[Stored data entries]

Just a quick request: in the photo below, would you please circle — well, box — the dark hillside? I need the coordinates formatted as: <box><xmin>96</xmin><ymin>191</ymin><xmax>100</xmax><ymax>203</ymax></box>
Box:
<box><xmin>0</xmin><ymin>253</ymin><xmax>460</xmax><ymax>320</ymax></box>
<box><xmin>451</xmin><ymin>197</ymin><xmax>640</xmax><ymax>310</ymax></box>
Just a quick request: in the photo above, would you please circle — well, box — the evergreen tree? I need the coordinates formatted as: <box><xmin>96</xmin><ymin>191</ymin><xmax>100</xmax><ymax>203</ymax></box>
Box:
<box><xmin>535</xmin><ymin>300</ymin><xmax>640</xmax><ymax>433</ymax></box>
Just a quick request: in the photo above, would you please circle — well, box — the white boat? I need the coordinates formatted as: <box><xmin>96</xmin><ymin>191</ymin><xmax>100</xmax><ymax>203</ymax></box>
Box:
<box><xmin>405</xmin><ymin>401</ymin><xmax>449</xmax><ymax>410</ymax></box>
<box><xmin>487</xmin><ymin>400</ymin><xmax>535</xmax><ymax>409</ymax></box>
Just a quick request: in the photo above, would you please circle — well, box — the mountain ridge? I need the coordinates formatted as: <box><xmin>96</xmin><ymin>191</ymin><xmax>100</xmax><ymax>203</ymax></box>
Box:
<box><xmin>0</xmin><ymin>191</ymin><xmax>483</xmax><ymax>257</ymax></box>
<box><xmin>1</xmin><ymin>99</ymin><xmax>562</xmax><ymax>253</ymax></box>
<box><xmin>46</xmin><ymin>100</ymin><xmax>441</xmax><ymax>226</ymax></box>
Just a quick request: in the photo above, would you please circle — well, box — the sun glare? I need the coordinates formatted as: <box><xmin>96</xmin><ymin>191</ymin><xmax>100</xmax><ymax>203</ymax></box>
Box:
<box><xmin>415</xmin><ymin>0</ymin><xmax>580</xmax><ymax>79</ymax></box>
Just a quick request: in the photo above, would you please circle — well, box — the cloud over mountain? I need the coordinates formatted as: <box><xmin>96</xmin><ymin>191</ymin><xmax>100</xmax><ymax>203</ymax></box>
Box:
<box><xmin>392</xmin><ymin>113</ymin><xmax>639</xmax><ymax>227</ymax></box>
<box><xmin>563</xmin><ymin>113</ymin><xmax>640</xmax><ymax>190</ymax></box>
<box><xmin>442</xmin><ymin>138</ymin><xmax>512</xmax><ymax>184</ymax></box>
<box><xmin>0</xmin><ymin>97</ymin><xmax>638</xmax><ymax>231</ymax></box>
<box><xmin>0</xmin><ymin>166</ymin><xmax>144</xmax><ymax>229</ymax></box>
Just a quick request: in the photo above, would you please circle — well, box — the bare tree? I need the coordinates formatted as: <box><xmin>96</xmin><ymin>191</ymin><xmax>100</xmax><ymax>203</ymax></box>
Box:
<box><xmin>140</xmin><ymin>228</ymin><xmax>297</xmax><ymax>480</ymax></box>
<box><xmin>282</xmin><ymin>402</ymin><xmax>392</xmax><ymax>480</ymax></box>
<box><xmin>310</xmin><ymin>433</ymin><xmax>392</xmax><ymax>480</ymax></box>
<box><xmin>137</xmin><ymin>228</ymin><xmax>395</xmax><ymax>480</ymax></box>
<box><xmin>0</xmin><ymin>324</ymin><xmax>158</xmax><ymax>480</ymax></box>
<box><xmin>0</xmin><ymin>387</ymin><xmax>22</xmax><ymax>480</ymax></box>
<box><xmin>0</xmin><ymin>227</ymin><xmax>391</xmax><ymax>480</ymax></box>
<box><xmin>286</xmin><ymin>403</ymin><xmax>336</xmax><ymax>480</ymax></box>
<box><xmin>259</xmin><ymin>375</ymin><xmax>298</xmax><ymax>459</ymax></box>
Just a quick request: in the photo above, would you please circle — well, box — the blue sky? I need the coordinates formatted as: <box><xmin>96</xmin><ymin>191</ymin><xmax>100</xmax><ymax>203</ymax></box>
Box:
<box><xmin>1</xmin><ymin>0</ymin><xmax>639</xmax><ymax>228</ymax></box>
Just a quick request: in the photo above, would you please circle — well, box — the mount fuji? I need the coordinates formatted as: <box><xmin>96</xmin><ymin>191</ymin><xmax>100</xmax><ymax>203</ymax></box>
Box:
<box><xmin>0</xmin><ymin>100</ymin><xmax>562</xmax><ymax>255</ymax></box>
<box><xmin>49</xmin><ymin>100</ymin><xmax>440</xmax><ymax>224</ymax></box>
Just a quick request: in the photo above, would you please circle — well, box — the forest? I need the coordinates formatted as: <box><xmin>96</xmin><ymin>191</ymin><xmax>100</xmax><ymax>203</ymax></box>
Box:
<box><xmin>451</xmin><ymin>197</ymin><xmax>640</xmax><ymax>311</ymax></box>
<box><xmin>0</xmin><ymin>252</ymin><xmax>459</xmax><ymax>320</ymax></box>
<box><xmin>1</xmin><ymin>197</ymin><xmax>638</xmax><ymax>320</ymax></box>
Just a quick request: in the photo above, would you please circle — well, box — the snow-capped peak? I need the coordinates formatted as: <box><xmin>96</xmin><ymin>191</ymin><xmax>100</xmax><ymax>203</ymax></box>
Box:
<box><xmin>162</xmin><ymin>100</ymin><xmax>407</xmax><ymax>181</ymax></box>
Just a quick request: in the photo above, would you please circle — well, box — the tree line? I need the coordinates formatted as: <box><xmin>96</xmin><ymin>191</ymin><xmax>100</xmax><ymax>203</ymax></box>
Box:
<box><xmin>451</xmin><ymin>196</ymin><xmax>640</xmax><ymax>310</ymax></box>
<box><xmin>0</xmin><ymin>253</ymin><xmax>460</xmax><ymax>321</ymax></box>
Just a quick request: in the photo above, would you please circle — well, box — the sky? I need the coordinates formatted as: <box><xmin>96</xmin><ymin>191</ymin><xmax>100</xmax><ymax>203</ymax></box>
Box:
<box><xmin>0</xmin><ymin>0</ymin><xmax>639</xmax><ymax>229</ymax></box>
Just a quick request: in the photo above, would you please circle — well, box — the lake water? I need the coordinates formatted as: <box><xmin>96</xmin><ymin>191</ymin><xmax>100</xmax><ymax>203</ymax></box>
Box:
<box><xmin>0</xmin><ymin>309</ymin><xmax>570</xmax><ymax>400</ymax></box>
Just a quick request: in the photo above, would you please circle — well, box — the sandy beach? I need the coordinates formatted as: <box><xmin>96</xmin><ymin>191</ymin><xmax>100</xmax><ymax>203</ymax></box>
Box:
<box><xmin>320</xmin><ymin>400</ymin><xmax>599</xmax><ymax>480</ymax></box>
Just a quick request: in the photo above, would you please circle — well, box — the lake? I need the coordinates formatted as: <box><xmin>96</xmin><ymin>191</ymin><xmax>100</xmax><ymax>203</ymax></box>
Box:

> TASK STATEMENT: From the lines above, copy those that contain the word "tree".

> FINISHED TASK:
Just a quick request: in the photo above, would you please circle — well, box — the evergreen tree? I need the coordinates formatted as: <box><xmin>96</xmin><ymin>191</ymin><xmax>100</xmax><ymax>203</ymax></box>
Just a quick request: in the photo above, would you please circle — well, box — the bare tree? I need the coordinates formatted as: <box><xmin>96</xmin><ymin>191</ymin><xmax>100</xmax><ymax>203</ymax></box>
Just a quick request: in the photo above, would you please circle — well, box — the tree line? I need the coordinates formatted as: <box><xmin>96</xmin><ymin>191</ymin><xmax>100</xmax><ymax>203</ymax></box>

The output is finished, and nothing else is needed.